● **Stated task**
Starting with the line that contains "Please indicate the wooden sports", copy every line through the end of the data below, exactly and with nothing added.

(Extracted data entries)
★ ★ ★ ★ ★

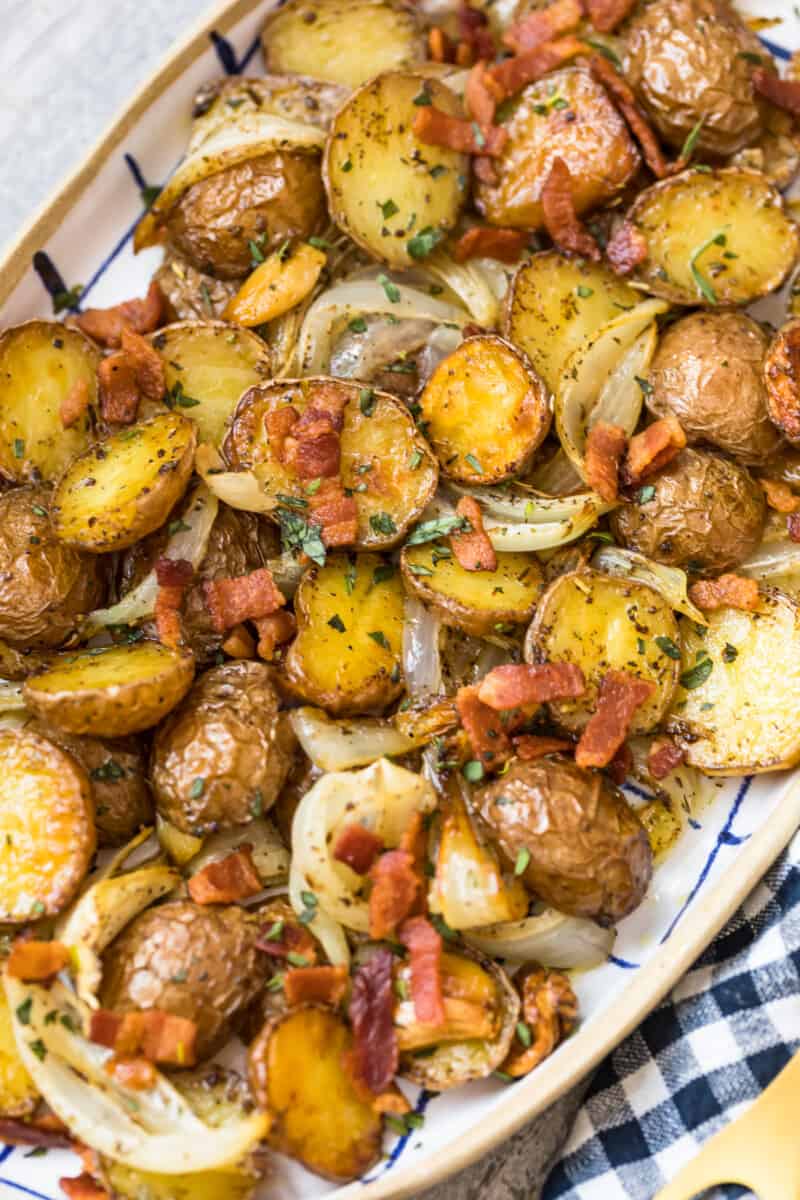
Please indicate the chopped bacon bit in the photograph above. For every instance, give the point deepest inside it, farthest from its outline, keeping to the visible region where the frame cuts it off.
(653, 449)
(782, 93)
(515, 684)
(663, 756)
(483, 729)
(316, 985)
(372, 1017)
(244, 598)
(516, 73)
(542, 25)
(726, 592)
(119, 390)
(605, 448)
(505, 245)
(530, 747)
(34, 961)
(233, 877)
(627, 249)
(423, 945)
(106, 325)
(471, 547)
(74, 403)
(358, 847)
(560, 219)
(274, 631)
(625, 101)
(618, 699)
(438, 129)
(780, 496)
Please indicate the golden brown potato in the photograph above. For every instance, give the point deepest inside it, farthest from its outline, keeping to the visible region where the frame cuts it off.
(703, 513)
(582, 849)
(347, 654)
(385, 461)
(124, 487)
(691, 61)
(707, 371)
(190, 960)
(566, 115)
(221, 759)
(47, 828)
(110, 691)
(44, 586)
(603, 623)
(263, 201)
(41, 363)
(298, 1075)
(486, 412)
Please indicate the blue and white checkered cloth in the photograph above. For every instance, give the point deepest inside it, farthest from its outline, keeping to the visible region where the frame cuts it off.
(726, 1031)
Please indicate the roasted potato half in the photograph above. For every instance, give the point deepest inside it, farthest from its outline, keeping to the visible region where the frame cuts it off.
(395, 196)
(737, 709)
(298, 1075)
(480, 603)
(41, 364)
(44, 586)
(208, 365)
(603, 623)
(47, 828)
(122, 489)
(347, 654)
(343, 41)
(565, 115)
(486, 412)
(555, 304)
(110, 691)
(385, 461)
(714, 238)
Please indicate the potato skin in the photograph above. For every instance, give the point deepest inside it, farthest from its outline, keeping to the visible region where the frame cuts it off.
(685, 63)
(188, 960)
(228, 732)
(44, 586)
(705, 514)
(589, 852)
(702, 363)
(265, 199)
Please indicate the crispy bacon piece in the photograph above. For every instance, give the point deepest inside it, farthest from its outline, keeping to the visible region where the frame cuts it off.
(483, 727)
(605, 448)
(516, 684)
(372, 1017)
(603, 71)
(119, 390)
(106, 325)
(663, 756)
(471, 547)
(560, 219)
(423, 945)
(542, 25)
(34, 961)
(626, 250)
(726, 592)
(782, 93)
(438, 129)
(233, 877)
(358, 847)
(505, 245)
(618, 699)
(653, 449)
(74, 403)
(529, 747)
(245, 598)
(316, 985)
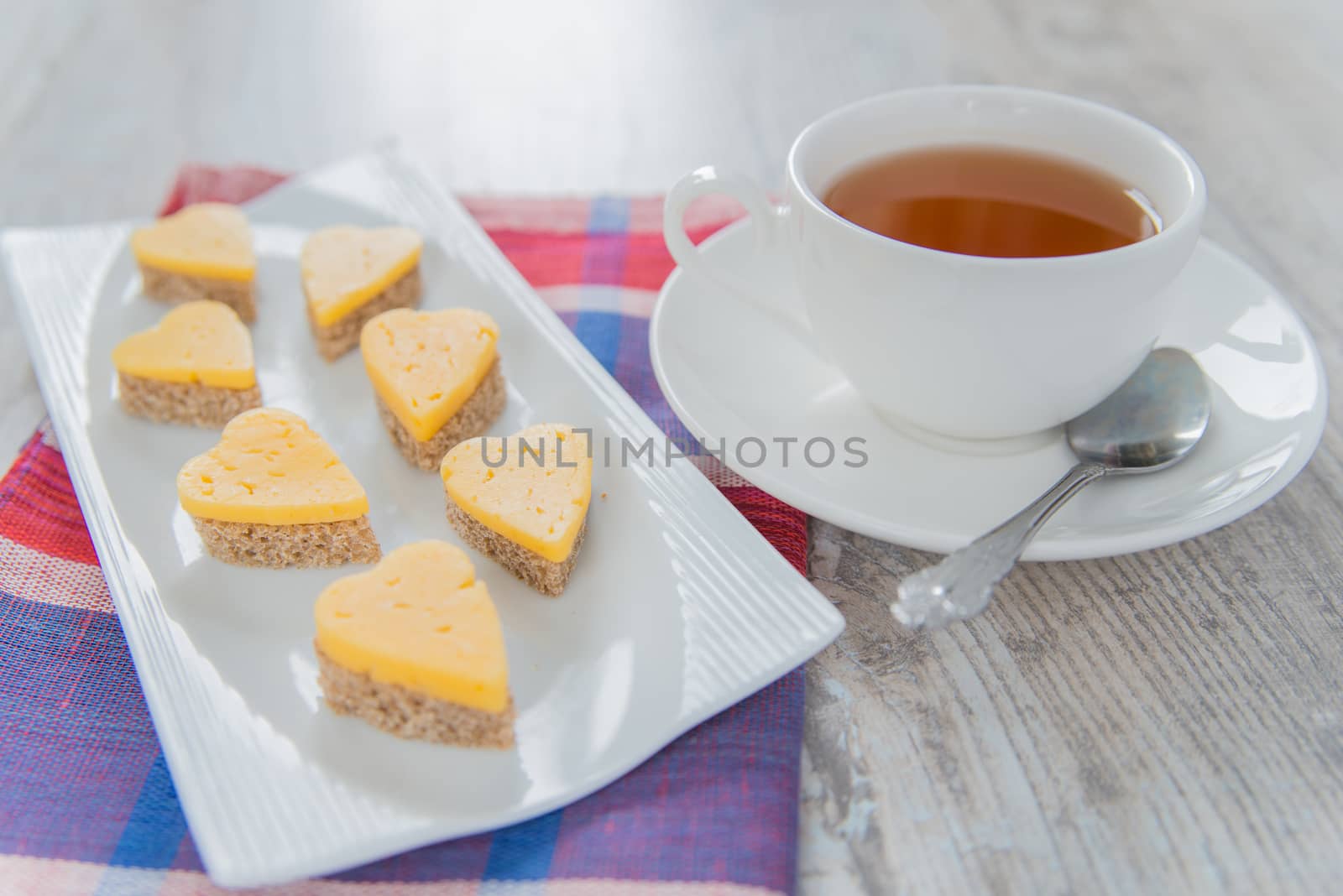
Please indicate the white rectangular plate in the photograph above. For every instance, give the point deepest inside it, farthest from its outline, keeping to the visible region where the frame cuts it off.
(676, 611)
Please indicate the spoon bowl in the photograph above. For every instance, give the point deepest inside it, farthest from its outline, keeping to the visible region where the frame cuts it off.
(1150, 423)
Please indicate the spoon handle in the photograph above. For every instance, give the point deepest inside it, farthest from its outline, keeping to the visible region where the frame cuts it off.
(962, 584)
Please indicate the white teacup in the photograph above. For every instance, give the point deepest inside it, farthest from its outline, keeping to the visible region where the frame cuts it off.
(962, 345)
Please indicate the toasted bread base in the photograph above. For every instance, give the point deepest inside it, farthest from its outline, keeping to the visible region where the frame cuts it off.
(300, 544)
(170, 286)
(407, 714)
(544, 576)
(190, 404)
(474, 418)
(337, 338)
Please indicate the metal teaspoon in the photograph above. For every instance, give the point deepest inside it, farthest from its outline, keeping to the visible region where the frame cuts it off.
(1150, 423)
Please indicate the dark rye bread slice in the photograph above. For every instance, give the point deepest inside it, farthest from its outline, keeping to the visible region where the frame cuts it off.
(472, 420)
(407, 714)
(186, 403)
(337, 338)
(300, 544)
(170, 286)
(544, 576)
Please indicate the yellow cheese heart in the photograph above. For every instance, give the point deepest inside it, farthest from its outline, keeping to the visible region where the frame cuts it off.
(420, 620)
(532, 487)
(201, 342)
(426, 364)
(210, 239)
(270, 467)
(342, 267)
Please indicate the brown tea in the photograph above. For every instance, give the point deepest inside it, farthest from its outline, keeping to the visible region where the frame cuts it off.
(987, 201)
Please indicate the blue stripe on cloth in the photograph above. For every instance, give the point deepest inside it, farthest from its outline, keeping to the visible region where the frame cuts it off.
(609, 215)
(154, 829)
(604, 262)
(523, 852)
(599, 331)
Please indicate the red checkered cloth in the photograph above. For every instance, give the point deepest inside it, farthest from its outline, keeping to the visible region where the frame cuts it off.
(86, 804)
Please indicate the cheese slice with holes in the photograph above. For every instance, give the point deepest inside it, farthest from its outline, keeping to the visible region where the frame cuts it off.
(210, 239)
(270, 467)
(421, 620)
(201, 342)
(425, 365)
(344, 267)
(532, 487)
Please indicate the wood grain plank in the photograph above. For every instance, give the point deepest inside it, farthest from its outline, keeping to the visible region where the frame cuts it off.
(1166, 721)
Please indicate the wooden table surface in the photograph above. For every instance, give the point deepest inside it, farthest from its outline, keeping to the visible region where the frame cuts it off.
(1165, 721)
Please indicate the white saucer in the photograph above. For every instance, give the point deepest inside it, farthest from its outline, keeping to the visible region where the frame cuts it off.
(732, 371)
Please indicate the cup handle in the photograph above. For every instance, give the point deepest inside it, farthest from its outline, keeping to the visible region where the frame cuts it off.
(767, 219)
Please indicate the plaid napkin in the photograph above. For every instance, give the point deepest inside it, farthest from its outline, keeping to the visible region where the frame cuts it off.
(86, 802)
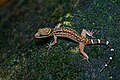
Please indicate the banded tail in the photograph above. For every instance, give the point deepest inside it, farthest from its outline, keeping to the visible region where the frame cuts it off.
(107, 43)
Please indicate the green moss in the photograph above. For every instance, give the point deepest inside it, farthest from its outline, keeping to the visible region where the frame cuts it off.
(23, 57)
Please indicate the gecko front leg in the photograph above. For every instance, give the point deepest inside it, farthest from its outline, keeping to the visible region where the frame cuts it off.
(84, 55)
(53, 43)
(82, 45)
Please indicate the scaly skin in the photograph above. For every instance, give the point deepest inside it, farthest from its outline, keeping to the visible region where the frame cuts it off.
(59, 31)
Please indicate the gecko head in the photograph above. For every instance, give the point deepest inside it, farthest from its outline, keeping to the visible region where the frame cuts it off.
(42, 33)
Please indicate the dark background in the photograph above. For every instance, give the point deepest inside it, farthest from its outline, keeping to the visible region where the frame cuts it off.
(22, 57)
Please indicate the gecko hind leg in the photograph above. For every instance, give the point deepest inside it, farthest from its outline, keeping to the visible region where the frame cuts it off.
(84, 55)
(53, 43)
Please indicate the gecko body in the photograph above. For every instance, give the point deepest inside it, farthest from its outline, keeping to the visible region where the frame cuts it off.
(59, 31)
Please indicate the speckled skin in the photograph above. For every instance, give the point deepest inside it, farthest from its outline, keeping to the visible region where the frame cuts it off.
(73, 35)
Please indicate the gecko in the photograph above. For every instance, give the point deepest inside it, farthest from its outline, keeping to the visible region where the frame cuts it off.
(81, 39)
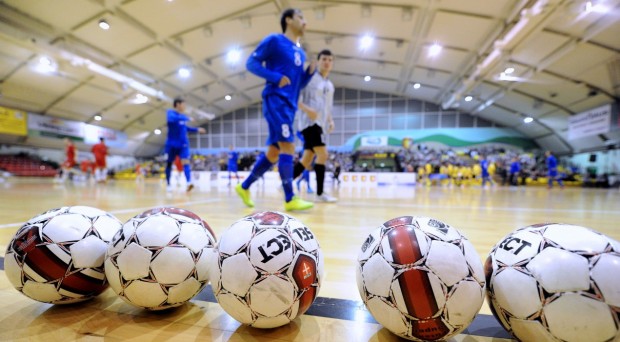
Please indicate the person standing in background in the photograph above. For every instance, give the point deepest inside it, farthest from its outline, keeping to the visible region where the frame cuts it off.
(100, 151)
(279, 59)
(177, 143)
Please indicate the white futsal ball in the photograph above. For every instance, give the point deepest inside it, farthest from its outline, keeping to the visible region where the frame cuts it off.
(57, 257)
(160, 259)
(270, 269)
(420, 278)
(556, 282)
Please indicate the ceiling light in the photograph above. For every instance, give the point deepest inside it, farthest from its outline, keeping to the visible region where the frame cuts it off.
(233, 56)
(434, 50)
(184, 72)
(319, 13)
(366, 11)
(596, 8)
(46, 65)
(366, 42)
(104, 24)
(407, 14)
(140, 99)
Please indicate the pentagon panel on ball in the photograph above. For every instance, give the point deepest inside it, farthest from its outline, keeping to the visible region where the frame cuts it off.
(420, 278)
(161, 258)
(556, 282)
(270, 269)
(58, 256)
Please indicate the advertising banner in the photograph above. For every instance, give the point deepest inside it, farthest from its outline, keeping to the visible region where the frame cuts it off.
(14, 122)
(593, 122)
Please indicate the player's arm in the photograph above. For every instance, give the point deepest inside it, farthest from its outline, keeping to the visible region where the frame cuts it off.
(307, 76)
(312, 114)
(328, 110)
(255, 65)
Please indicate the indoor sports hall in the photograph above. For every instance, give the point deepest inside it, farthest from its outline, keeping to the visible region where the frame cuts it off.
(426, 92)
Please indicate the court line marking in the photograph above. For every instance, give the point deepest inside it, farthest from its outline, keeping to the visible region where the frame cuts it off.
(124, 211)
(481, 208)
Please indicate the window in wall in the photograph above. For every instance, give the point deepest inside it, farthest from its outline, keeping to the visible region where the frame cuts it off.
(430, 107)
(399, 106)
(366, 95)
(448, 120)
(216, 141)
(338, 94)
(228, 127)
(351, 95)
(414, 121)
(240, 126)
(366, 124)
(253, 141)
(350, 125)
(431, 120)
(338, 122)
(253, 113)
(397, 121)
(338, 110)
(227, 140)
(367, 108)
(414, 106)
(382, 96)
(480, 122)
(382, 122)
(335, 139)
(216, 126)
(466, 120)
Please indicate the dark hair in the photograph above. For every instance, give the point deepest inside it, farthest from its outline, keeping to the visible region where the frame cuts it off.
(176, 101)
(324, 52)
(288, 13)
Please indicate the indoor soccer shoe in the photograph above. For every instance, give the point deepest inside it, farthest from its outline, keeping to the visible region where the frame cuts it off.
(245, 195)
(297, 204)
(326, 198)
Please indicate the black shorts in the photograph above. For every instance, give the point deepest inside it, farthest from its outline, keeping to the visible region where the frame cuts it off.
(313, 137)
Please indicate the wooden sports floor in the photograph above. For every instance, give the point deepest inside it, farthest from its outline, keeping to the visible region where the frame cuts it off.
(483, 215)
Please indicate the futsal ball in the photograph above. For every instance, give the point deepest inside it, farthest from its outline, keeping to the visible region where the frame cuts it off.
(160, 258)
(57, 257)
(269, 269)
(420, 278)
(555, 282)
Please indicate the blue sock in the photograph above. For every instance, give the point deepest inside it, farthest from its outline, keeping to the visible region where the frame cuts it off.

★ ★ ★ ★ ★

● **Expected answer**
Please indicate the wooden sports floor in the photograph above. For every instance, give the point deepest inside it, farthest from its outline, keeping to the visible region where the frame cuts it off.
(483, 215)
Please indicate the futsal ball in the photograph above. For every instance, give the point deepest inside it, farthest from its outline, keeping to the visible region where the frame cuts it off.
(160, 258)
(57, 257)
(269, 269)
(420, 278)
(555, 282)
Please indicate the blue sock in the photograph above. For every instance, give the point deepest inside it, farthest from its outline, keeping to the visible region where the frame cuts it off.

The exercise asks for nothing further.